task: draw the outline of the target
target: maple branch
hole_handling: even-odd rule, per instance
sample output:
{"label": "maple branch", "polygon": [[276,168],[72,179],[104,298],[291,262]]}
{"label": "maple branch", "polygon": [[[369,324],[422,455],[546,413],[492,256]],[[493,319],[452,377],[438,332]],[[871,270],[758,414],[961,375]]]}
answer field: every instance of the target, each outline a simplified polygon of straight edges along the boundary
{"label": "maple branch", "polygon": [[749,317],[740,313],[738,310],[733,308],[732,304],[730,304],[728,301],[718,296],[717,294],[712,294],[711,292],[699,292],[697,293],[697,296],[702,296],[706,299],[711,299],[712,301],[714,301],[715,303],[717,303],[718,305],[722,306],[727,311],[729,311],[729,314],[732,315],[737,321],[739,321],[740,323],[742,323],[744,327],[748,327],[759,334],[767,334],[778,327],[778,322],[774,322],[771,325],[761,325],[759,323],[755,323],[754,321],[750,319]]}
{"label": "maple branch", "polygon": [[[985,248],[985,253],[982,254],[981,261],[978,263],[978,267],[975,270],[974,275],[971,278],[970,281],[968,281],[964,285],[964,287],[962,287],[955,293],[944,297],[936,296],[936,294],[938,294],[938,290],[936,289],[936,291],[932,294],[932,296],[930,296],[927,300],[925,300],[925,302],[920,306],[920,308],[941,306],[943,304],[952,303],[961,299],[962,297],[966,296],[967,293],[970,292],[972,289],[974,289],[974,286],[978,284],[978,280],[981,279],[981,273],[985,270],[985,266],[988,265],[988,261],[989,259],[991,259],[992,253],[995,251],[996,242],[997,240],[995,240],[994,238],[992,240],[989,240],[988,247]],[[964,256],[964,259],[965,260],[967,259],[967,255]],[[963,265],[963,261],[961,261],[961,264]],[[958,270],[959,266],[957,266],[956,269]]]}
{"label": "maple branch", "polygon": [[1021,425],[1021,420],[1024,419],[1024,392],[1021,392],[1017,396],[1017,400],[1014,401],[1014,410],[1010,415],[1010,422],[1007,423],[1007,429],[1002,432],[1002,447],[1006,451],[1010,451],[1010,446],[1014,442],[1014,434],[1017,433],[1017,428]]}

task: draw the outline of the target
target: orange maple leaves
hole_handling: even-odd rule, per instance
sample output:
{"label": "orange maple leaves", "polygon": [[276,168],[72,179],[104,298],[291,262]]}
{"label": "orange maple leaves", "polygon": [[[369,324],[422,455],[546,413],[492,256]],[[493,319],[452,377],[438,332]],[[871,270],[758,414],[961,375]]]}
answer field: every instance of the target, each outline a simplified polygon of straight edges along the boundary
+++
Written request> Repeat all of the entries exactly.

Task solution>
task: draw the outline of the target
target: maple branch
hole_handling: even-odd rule, per instance
sample output:
{"label": "maple branch", "polygon": [[276,168],[72,179],[104,298],[291,262]]}
{"label": "maple branch", "polygon": [[[369,324],[422,455],[546,413],[492,256]],[[493,319],[452,377],[438,332]],[[871,270],[758,414],[961,375]]]}
answer field: every instance of the target, each outline a simplified polygon of straight edges along the boundary
{"label": "maple branch", "polygon": [[749,317],[740,313],[738,310],[733,308],[732,304],[730,304],[728,301],[718,296],[717,294],[712,294],[711,292],[699,292],[697,293],[697,296],[702,296],[706,299],[711,299],[712,301],[714,301],[715,303],[717,303],[718,305],[722,306],[727,311],[729,311],[729,314],[732,315],[737,321],[739,321],[740,323],[742,323],[744,327],[748,327],[759,334],[767,334],[778,327],[778,322],[774,322],[771,325],[761,325],[759,323],[755,323],[754,321],[750,319]]}
{"label": "maple branch", "polygon": [[[985,248],[985,253],[982,254],[981,261],[978,263],[978,267],[975,270],[974,275],[971,278],[970,281],[968,281],[964,285],[964,287],[962,287],[955,293],[944,297],[936,296],[936,294],[938,294],[938,290],[936,289],[936,291],[932,294],[932,296],[930,296],[927,300],[925,300],[925,302],[920,306],[920,308],[941,306],[943,304],[952,303],[961,299],[962,297],[966,296],[967,293],[970,292],[972,289],[974,289],[974,286],[978,284],[978,280],[981,279],[981,273],[985,270],[985,266],[988,265],[988,261],[989,259],[991,259],[992,253],[995,251],[996,242],[997,240],[995,240],[994,238],[992,240],[989,240],[988,247]],[[964,256],[964,259],[965,260],[967,259],[967,255]],[[963,265],[963,261],[961,261],[961,264]],[[958,270],[959,266],[957,266],[956,269]]]}
{"label": "maple branch", "polygon": [[1021,425],[1021,420],[1024,419],[1024,392],[1021,392],[1017,396],[1017,400],[1014,401],[1014,410],[1010,415],[1010,422],[1007,423],[1007,429],[1002,432],[1002,447],[1006,451],[1010,451],[1010,446],[1014,442],[1014,434],[1017,433],[1017,428]]}

task: draw the outline of the target
target: orange maple leaves
hole_handling: even-odd rule, per instance
sample output:
{"label": "orange maple leaves", "polygon": [[276,168],[72,179],[104,298],[291,262]]}
{"label": "orange maple leaves", "polygon": [[[369,324],[422,455],[546,413],[492,256]],[[493,319],[452,377],[438,332]],[[871,270],[758,414],[961,375]]]}
answer field: every instance of the target, each outline a simplified polygon of straight edges along the boundary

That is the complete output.